> _Extrait du document_
François Patriat : en matière de vin, je préfère être sur l'offensive plutôt que sur la défensive. Le combat à mener est à la fois, législatif, sociétal et sanitaire. Le sanitaire étant la lutte contre l'Esca et la flavescence dorée, qui nécessite de mobiliser des financements pour la recherche. Mais il ne s'agit pas seulement de défense, les priorités de l'Anev sont aussi d'informer et de promouvoir. Il ne faut pas céder aux sirènes des pays nordiques, pour lesquels le vin est un produit comme un autre. Le vin est un produit économique, identitaire et culturel. Le vin est un marqueur identitaire pour la France, mais aussi un vecteur pour l'entrée sur des marchés export d'autres activités économiques et industrielles. Il s'agit donc de sauvegarder notre capacité exportatrice, alors que notre production de vin est pénalisée pour la quatrième année.
Dans ce contexte, les élus du vins doivent continuer de soutenir les instances professionnelles, interprofessionnelles et l'INAO en particulier, pour améliorer l'ensemble de la production française, une production qui doit tendre vers l'exception et la qualité. C'est une rôle sensibilisation, d'information, de promotion que celui de l'Anev, lieu de stratégie et de réflexion sur la place du vin dans notre société contemporaine. Les droits de plantation, l'installation des jeunes, l'inscription des "climats de Bourgogne" au patrimoine mondial de l'Unesco, en font partie...

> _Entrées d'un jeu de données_
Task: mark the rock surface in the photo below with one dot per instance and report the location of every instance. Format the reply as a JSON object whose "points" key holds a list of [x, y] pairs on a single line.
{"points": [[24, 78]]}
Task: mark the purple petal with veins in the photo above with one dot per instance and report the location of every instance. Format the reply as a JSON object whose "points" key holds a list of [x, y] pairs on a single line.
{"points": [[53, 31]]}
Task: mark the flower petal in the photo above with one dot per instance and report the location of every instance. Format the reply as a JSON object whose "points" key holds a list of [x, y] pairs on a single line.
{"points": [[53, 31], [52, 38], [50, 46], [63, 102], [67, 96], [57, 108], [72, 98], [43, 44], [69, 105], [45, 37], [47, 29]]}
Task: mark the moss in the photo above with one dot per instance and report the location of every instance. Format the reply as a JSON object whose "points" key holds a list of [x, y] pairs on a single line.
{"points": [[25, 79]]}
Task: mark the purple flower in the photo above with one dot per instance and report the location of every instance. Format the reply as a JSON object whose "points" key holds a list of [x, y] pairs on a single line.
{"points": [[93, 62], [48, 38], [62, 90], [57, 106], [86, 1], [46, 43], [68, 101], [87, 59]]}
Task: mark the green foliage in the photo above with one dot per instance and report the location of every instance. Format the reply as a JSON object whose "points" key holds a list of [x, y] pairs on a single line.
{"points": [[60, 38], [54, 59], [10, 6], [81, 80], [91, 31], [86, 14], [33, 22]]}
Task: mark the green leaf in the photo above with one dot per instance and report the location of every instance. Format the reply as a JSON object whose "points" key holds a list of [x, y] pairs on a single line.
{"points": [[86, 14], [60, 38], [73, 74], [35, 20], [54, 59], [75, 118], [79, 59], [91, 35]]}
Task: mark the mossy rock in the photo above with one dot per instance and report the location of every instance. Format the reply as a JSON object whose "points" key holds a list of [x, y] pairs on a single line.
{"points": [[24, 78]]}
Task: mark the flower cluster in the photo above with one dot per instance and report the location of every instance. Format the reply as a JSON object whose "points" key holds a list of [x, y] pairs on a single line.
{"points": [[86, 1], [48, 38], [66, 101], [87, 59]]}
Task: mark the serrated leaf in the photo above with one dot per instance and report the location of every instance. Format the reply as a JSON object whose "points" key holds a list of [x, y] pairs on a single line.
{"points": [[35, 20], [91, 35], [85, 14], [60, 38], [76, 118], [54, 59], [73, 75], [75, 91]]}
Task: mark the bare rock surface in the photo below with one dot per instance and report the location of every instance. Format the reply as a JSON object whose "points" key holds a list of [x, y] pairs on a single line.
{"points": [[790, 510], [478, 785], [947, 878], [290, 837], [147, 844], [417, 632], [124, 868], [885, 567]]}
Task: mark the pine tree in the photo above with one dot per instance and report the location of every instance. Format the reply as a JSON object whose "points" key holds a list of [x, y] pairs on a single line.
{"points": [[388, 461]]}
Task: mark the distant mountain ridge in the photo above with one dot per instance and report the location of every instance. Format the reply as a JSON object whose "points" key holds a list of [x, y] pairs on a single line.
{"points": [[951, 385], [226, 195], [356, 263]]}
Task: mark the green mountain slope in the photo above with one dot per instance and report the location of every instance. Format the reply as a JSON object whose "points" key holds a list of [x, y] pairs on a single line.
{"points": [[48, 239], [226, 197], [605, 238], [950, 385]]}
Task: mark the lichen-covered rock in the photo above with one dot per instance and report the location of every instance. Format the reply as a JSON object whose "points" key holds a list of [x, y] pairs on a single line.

> _Consigne 1_
Recopiez le passage du texte sur le vin qui commence par « François Patriat : en » et se poursuit jusqu'à « la quatrième année. ».
> _Consigne 2_
D'après le texte sur le vin, à quels pays ne faut-il pas céder ?
> _Consigne 3_
Poursuivez le texte sur le vin à la suite de sa dernière phrase.

> _Réponse 1_
François Patriat : en matière de vin, je préfère être sur l'offensive plutôt que sur la défensive. Le combat à mener est à la fois, législatif, sociétal et sanitaire. Le sanitaire étant la lutte contre l'Esca et la flavescence dorée, qui nécessite de mobiliser des financements pour la recherche. Mais il ne s'agit pas seulement de défense, les priorités de l'Anev sont aussi d'informer et de promouvoir. Il ne faut pas céder aux sirènes des pays nordiques, pour lesquels le vin est un produit comme un autre. Le vin est un produit économique, identitaire et culturel. Le vin est un marqueur identitaire pour la France, mais aussi un vecteur pour l'entrée sur des marchés export d'autres activités économiques et industrielles. Il s'agit donc de sauvegarder notre capacité exportatrice, alors que notre production de vin est pénalisée pour la quatrième année.

> _Réponse 2_
Aux pays nordiques, pour lesquels le vin est un produit comme un autre.

> _Réponse 3_
Face aux attaques dont le vin est la cible, il faut déconnecter l'aspect addictif, du produit économique réel qu'est le vin. Aujourd'hui, il y a une dérive vers la répression et la sanction, à l'inverse d'une attitude plus "préventive", qui fait appel à la responsabilité et à une conscience collective. Les élus du vin ont un rôle moteur. Ainsi, sur le plan européen, le combat des droits de plantation n'est pas fini. il reste un point noir sur le fonctionnement de la gestion de ces droits à l'intérieur de l'enveloppe (1 % par Etat) qui va permettre de planter des vins sans IG, sur n'importe quelle surface, y compris sur les zones AOC. La commission tente de verrouiller un texte qui autorisera toutes les plantations, sans droit de regard des Etats. Un texte qui doit être examiné dans les deux mois... juste avant les Européennes.

L'absence de définition claire de la publicité dans la loi Evin a ouvert la porte à tous les excès, ne faudrait-il pas remettre totalement à plat un loi dont les imprécisions font le jeu des plus répressifs ?
F. P. : j'ai voté la loi Evin en son temps, mais je le regrette aujourd'hui. Ce n'était pas une loi contre le vin, mais une loi destinée à mieux organiser la publicité sur les alcools forts. Les grands groupes internationaux étaient visés, car ils disposent de moyens financiers importants pour communiquer. Leur communication avait tendance à étouffer celle du vin. La loi Evin n'a pas que des vertus, mais elle donne un cadre, imaginer de rouvrir ce cadre pourrait permettre à certains de revenir sur les acquis ou les consensus que la filière a su installer. Il y a toujours un risque et un piège à rouvrir à la représentation nationale de tels débats. En revanche, la gestion et l'élargissement du cadre réglementaire sur les NTIC doit se poser en préservant l'expression du milieu viticole, face à la puissance des grands groupes de spiritueux. Concernant les mesures fiscales, il faut accompagner les metteurs en marché, leur faciliter l'export. C'est un travail de longue haleine, on ne "conquiert" pas les Etats-Unis, mais on gagne des parts de marché, Etat après Etat... d'où la nécessité d'accompagner la croissance externe des grandes maisons françaises. Il faut aussi promouvoir l'œnotourisme, qui représente l'un des premiers maillons de la réussite en Bourgogne. Les Asiatiques et tous ceux qui veulent connaître nos vins, viennent aussi pour découvrir une histoire, un patrimoine, une culture.

L'Anev souhaite jouer un rôle moteur sur la question de l'installation en viticulture, comment ?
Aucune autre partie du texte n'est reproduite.